§ **Task prompt**:
Convert the data, from its first line up to and including the line with "box: [95, 294, 151, 316]", into a Markdown table with the columns Row and Line. Number each row and leave out any blank lines.

§ **Material to process**:
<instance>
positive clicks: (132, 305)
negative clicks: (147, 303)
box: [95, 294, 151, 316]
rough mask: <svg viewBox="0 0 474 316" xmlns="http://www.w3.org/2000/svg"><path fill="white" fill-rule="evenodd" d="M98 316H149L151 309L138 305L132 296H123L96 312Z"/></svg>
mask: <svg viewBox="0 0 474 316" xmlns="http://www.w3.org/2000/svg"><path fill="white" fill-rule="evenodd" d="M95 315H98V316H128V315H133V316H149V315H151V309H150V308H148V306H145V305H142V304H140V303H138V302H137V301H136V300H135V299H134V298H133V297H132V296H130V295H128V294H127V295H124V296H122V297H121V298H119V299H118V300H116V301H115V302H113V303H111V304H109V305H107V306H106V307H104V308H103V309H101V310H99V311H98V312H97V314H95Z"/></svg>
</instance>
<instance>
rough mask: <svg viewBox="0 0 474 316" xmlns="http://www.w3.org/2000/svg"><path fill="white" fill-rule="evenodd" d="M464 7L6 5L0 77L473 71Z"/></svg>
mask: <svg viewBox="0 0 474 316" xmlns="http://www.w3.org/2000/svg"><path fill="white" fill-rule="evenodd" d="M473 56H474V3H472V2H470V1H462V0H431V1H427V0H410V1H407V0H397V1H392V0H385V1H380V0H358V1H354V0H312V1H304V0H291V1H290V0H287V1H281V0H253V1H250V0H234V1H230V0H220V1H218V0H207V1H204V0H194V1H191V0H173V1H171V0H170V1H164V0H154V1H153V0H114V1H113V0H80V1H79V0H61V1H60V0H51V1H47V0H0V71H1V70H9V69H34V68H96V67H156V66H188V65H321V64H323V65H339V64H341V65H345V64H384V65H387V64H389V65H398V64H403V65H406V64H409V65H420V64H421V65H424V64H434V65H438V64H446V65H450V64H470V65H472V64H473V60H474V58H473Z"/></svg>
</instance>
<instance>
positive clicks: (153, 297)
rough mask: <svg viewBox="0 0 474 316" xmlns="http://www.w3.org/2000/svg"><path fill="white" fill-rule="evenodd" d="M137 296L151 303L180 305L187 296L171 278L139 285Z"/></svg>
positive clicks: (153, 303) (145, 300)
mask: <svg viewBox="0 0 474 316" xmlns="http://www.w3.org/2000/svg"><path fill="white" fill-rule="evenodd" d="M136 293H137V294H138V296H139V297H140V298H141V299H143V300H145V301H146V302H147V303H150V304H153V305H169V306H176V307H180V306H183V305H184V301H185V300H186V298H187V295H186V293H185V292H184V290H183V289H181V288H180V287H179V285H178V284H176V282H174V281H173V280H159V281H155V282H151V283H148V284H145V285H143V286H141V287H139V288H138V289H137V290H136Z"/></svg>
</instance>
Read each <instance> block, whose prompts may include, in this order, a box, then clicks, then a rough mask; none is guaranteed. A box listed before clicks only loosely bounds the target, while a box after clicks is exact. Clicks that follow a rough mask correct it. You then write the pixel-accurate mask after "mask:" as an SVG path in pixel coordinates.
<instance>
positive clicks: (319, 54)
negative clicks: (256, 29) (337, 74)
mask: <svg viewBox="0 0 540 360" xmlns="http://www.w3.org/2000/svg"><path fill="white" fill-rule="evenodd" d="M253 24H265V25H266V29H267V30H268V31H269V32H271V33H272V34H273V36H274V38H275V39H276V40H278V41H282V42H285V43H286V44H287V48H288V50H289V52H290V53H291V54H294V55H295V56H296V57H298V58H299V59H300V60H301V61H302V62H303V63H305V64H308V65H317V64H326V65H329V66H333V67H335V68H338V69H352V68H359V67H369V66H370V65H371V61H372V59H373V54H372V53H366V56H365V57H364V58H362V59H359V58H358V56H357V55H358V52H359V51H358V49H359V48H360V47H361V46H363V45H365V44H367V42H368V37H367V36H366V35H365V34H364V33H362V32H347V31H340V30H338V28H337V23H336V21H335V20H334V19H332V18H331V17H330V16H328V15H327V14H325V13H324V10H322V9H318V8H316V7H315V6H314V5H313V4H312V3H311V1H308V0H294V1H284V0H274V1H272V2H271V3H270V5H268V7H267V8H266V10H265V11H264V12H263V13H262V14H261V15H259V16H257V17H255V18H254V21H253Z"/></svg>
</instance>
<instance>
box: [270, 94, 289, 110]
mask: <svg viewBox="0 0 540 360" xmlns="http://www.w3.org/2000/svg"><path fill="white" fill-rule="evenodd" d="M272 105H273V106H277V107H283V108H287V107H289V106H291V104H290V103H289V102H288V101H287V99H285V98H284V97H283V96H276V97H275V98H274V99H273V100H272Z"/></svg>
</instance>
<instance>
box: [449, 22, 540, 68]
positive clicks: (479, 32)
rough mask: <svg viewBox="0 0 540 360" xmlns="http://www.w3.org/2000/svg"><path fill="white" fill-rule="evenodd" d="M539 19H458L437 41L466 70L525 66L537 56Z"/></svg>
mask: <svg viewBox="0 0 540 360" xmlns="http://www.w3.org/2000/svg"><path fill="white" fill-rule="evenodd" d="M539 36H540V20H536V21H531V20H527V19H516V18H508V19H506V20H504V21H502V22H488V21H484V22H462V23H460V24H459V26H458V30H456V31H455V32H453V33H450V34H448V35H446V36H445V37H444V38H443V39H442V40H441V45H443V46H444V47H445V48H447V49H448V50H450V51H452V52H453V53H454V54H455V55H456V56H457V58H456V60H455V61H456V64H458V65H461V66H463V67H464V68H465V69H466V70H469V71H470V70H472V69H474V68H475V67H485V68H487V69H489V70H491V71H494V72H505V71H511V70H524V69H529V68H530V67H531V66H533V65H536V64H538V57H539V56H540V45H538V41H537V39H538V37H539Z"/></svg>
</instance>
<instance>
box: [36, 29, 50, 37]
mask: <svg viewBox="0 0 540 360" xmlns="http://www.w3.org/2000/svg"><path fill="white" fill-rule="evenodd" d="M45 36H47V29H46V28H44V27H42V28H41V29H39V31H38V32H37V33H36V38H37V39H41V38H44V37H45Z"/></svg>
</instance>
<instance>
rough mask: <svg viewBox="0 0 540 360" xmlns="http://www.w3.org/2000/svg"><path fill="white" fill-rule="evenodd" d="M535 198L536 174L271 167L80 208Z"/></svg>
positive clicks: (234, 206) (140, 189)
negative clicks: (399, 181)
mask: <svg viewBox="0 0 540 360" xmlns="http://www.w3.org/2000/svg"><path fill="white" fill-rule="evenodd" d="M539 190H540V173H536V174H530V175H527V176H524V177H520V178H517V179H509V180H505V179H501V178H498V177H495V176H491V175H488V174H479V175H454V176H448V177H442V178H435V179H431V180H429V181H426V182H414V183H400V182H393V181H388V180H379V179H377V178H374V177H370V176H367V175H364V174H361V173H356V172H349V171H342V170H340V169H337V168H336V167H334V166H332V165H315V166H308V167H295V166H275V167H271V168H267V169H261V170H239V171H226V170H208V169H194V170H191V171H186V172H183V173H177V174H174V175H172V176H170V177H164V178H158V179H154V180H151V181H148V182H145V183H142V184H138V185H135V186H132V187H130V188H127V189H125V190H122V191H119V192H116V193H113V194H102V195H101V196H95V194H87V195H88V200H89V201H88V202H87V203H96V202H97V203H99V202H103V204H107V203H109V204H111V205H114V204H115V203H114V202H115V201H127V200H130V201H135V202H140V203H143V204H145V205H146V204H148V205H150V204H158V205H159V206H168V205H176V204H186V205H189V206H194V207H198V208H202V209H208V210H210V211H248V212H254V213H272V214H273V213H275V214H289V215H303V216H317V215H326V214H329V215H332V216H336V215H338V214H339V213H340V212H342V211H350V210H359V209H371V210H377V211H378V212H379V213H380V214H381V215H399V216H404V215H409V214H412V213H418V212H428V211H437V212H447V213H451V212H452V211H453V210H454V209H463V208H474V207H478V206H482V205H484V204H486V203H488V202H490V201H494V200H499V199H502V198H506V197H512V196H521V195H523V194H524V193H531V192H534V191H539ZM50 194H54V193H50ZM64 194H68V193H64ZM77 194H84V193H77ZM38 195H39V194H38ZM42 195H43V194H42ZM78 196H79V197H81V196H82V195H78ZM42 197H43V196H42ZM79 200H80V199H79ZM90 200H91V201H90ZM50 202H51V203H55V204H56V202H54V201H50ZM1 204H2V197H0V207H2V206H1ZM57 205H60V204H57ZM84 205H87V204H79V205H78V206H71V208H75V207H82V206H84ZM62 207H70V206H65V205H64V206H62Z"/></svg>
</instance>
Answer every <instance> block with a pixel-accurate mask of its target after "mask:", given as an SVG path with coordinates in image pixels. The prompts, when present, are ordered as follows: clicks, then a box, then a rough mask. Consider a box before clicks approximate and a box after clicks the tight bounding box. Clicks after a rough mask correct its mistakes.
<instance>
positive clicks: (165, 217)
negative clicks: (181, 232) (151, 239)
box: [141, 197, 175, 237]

§ **Response to the exercise**:
| Row | Line |
|---|---|
| 1 | <instance> |
| 2 | positive clicks: (132, 305) |
| 3 | negative clicks: (147, 303) |
| 4 | box: [95, 294, 151, 316] |